> [Text excerpt]
START

KANSAS CITY, Mo. — Missouri Gov. Eric Greitens has officially resigned.
Greitens made the announcement inside the governor’s office Tuesday afternoon. His resignation will be effective Friday, June 1.
Lt. Gov. Mike Parson will serve as governor for the remainder of Greitens’s term. Parson said in a statement that he is "ready to fulfill the duties of the office with honor and integrity."
Greitens said he decided to resign because of the pain the various allegations against him caused his family and friends. He said it's time to allow healing to begin.
He also stated that he has broken no law or "committed no offense worthy of this treatment."
Greitens's announcement comes shortly after a judge ordered a pro-Greitens group, A New Missouri, to comply with a subpoena ordering them to turn over documents related to Greitens’s campaign for governor. The subpoenas focus on alleged efforts to conceal donations used to benefit Greitens.
Missouri state representatives Gail McCann Beatty and DaRon McGee believe the ruling to turn over documents to the special committee was the final straw. McCann Beatty said, "It was more of information that may have come out as it relates to New Missouri. I think that potentially could have been very damaging for the governor as well."
McGee added that, "Once he resigns, he's no longer bound by the subpoenas as a non-elected official and he can fight off turning those documents over as a private citizen so I'm not surprised."
A special Missouri House committee has been investigating a variety of allegations against Greitens, including sexual misconduct and misuse of a veterans' charity donor list for his political campaign.
An invasion of privacy charge against Greitens was recently dropped. Greitens is accused of taking a compromising photo of a woman he admitted to having an affair with in an attempt to blackmail her.
Jackson County Prosecutor Jean Peters Baker has been appointed as a special prosecutor in the case and it’s possible she could re-file charges. Peters Baker said in a statement that her office's investigation continues. "In the interest of pursuing justice to its fullest lengths, we will continue until our work on the case is completed."

END

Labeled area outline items
START

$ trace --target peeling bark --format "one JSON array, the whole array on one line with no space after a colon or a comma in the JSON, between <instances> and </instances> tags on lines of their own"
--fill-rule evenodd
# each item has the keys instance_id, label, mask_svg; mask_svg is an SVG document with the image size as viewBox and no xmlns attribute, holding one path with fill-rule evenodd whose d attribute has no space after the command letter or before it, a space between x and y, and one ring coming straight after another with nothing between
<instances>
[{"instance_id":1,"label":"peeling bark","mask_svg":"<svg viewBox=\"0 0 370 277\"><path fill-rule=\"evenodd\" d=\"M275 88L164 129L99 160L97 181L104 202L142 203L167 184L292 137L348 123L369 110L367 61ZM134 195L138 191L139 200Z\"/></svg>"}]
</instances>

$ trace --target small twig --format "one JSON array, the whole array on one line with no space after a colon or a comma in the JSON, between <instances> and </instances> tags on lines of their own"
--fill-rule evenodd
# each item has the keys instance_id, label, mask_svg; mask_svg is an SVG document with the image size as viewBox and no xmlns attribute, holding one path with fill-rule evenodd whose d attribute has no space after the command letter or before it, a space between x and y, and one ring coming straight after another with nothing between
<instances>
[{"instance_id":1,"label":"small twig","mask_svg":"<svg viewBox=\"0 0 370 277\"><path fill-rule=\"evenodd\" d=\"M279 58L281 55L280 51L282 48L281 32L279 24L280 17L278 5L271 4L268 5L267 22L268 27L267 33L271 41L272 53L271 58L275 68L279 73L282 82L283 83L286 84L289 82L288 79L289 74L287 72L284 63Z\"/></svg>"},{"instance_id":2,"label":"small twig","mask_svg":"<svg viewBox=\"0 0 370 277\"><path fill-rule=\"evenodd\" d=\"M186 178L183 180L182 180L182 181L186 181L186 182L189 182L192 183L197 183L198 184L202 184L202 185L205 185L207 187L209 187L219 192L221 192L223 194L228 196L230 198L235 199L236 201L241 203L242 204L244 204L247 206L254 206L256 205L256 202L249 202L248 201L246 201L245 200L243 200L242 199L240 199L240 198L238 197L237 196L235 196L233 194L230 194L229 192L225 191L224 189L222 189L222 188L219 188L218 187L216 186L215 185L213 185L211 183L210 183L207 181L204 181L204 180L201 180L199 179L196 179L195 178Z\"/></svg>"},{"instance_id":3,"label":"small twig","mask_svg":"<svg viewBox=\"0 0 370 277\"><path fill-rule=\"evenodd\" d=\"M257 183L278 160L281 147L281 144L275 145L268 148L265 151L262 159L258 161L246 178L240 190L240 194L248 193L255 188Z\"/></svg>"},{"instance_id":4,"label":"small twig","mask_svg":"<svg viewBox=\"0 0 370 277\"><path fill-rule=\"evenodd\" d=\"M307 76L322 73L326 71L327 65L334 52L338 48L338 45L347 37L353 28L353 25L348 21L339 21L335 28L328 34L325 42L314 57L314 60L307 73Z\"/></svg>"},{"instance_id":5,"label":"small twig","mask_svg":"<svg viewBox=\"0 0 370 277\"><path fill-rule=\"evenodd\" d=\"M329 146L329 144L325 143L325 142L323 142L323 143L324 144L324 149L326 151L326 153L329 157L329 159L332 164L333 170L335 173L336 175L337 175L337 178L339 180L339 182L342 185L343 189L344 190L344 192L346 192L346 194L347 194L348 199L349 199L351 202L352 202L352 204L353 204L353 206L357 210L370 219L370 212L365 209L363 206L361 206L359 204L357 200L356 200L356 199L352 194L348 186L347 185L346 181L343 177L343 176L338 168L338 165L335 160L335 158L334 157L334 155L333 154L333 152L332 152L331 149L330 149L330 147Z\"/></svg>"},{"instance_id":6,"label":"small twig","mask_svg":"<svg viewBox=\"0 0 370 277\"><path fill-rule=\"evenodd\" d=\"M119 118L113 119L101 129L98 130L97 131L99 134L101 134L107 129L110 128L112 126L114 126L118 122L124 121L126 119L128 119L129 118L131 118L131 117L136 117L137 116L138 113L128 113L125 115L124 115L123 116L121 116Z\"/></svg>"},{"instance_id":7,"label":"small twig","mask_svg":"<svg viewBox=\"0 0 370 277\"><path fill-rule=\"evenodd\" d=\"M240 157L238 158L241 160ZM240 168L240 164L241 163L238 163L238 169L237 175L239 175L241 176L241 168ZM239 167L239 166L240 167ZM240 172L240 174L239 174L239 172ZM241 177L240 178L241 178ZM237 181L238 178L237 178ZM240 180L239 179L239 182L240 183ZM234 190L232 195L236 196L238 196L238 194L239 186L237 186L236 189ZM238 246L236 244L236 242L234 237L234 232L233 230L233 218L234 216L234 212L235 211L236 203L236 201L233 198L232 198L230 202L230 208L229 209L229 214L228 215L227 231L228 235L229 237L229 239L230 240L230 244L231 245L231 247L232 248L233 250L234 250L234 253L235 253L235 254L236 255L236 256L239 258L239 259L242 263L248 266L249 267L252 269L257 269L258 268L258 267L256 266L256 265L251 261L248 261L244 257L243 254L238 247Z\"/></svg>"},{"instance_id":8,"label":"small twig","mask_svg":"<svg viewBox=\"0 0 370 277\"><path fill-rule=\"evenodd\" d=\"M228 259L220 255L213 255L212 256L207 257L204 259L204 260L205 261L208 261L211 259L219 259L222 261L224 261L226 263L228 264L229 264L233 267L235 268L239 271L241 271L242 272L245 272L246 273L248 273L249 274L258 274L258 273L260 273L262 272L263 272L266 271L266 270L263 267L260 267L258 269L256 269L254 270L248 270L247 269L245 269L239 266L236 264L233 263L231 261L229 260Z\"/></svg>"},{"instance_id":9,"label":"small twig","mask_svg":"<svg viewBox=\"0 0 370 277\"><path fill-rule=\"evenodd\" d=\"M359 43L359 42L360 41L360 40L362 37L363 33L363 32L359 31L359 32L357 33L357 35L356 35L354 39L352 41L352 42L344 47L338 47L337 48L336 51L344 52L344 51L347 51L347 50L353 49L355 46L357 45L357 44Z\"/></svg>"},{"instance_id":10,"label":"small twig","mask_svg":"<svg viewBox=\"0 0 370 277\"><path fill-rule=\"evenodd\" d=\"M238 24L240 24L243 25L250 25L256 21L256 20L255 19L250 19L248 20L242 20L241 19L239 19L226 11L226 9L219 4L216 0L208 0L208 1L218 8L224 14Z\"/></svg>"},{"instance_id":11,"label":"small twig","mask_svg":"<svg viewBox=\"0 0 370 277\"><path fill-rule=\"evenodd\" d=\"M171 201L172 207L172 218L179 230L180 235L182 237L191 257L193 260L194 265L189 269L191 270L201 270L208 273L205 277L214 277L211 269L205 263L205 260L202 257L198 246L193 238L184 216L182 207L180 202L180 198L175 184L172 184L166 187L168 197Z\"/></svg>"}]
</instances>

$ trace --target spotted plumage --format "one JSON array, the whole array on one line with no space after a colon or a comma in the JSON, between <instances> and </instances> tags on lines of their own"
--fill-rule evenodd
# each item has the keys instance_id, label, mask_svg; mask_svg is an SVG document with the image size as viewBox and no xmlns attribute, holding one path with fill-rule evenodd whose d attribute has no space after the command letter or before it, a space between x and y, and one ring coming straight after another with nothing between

END

> [Required work]
• A. Update the stretch from "Greitens made the" through "healing to begin." in the Greitens resignation article, changing "healing" to "recovery".
• B. Summarize the Greitens resignation article in two sentences.

> [Solutions to the problems]
• A.
Greitens made the announcement inside the governor’s office Tuesday afternoon. His resignation will be effective Friday, June 1.
Lt. Gov. Mike Parson will serve as governor for the remainder of Greitens’s term. Parson said in a statement that he is "ready to fulfill the duties of the office with honor and integrity."
Greitens said he decided to resign because of the pain the various allegations against him caused his family and friends. He said it's time to allow recovery to begin.

• B. Missouri Gov. Eric Greitens announced his resignation, effective June 1, saying the allegations against him had caused pain to his family and friends, and Lt. Gov. Mike Parson will serve the rest of his term. The announcement came shortly after a judge ordered a pro-Greitens group to turn over campaign documents under subpoena, while a House committee has been investigating allegations against him and a special prosecutor could re-file a recently dropped invasion of privacy charge.